• Required work:
Retype the entries below word for word, leaving none out.

• Excerpted records:
-----

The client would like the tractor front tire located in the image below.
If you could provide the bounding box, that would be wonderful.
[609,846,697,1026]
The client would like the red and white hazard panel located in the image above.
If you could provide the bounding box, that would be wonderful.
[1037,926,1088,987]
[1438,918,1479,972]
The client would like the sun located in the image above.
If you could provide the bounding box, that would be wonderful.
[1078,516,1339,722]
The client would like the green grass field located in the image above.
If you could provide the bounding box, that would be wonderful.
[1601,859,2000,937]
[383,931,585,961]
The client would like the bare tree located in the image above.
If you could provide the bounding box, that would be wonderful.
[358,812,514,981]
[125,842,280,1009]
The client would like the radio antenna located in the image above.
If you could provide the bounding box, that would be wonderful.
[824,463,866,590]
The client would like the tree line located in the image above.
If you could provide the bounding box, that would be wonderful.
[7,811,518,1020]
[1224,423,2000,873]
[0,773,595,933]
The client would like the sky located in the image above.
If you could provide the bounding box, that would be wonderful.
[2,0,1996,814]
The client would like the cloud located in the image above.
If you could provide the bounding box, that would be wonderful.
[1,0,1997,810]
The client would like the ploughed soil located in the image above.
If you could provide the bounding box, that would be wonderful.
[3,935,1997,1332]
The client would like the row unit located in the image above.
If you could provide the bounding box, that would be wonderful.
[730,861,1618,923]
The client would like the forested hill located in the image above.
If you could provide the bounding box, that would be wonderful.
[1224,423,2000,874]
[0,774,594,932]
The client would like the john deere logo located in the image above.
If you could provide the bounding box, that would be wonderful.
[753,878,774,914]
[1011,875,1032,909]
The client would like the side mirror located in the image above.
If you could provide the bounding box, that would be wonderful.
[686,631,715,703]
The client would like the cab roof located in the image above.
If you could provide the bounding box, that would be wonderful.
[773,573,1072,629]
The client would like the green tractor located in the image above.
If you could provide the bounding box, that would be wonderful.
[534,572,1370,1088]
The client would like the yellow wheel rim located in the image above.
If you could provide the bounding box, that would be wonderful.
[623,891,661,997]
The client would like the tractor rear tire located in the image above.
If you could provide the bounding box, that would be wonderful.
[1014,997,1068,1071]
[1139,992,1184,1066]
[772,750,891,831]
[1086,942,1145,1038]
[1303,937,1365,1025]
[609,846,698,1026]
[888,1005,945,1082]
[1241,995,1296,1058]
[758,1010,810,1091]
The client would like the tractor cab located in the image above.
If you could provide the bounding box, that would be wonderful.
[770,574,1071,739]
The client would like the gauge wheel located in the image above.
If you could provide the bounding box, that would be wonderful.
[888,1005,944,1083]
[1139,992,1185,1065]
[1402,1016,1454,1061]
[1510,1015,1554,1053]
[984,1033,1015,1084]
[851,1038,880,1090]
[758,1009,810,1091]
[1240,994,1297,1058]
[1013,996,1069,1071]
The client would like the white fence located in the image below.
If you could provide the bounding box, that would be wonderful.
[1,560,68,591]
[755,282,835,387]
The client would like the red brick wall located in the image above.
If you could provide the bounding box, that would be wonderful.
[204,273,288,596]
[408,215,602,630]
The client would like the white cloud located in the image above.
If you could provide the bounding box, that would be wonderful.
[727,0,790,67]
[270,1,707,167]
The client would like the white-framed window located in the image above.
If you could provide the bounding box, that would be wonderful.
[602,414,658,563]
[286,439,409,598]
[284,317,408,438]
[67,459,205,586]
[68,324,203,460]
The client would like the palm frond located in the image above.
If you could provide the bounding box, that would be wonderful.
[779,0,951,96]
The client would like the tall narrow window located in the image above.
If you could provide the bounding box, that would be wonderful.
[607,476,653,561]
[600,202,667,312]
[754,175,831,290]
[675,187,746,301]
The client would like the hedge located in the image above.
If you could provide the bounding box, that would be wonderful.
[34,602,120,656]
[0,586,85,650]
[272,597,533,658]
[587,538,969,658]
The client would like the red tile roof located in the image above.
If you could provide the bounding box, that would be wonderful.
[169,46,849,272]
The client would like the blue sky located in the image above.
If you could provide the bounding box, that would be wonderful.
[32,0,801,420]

-----

• Response area:
The client would like the tractor front tire located in the image below.
If you could provide the bounding box, that would be wonderful.
[609,846,697,1026]
The client would like the red and white hazard panel located in the image above.
If you could provide the bounding box, that would be wonderful.
[1037,926,1088,987]
[1438,918,1479,972]
The client would like the sun located in the image above.
If you could provide the bounding box, that would be wonderful.
[1078,516,1339,722]
The client would like the green grass field located in the image above.
If you could provide the bounding box, that would be wonderful.
[1601,859,2000,937]
[383,931,585,961]
The client would like the bare tree located in the image above.
If you could provide the bounding box, that would be wonderful.
[358,812,514,981]
[125,842,280,1009]
The client would like the radio antenna located in the image above.
If you could provide the bounding box, that would be wonderful.
[824,463,866,590]
The client would like the tree line located in the image above.
If you could provide the bounding box, that would be wonderful.
[7,811,518,1020]
[1224,423,2000,873]
[0,773,595,933]
The client would like the sky located in the image above.
If you could provide the bounding box, that would be wonderful.
[2,0,1996,814]
The client would like the cloud located in the image above.
If you could provide the bounding box, that would be wonderful.
[1,0,1997,810]
The client would like the ploughed soil located in the image above.
If you could provide the bounding box, that would be wonderful.
[3,935,1997,1332]
The client would like the row unit located in the image above.
If you could provide the bounding box, that would be wonderful.
[730,861,1618,923]
The client would like the forested hill located in the image above.
If you could provide the bounding box, that would be wonderful.
[1224,423,2000,874]
[0,774,594,932]
The client would like the john deere logo located in the image above.
If you could provide the bounding box, that would be wonderful.
[753,878,774,914]
[1011,875,1032,909]
The client would like the side mirror located in the image above.
If you could provide the bounding box, that would be wonderful.
[686,631,715,703]
The client would like the cab roof located in the image above.
If you could provide the bounding box, that would be wonderful.
[773,573,1072,629]
The client would like the green tractor located in the image above.
If you could provide the bounding box, that would be wonderful.
[534,572,1370,1088]
The client would like the yellow wheel rim located in the image above.
If you could provide the bounding box, that would be wonderful.
[623,891,661,997]
The client would like the tractor rear tire located in the image above.
If you could provide the bounding box, that would be wonderful.
[1014,997,1068,1071]
[1139,992,1184,1066]
[772,750,891,831]
[1086,942,1145,1038]
[1303,937,1365,1025]
[609,846,698,1026]
[888,1005,945,1082]
[1241,995,1296,1058]
[758,1010,810,1091]
The client would like the tractor cab located in the image above.
If you could provide the bounding box, that would be wonderful.
[770,574,1071,739]
The client would like the gauge wheel located in the image above.
If you could provide the bounding box, that would be wonderful.
[888,1005,944,1083]
[1139,992,1185,1065]
[1402,1016,1454,1061]
[1510,1015,1554,1053]
[984,1033,1015,1084]
[851,1038,880,1090]
[758,1009,810,1091]
[1240,994,1297,1058]
[1013,996,1069,1071]
The client would like the white fence located in the image below.
If you could provide the bounding box, that would be wonderful.
[1,560,68,591]
[755,282,835,387]
The client would like the red brick wall located in the image above.
If you could provide the bounding box, that would be wonderful.
[204,273,288,596]
[408,215,602,630]
The client would like the white cloud located in the image above.
If you could provide the bounding box, that would be wonderful.
[727,0,790,67]
[270,1,707,167]
The client would like the white-framed window located in the image above.
If you could provide the bounding box, that would be wonderful.
[602,414,658,563]
[286,439,409,598]
[284,317,408,438]
[67,459,205,586]
[68,324,203,460]
The client would like the palm frond located in the image above.
If you could provide the bounding box, that would be wonderful.
[779,0,951,96]
The client would like the tall narrow window located in the image above.
If you could provide the bounding box, that would be wonderful.
[607,476,653,561]
[600,202,667,312]
[754,175,831,290]
[675,187,746,301]
The client would like the hedge located in the image above.
If you could provide the bounding box, that would be wonderful.
[34,602,120,656]
[0,586,85,650]
[272,597,533,658]
[587,538,969,658]
The client would like the red tile roof located in the image above.
If you could provide the bounding box, that would be wonderful.
[169,46,849,272]
The client would like the blue sky located in the image above.
If you could provide the bounding box, that would be wonderful.
[32,0,801,420]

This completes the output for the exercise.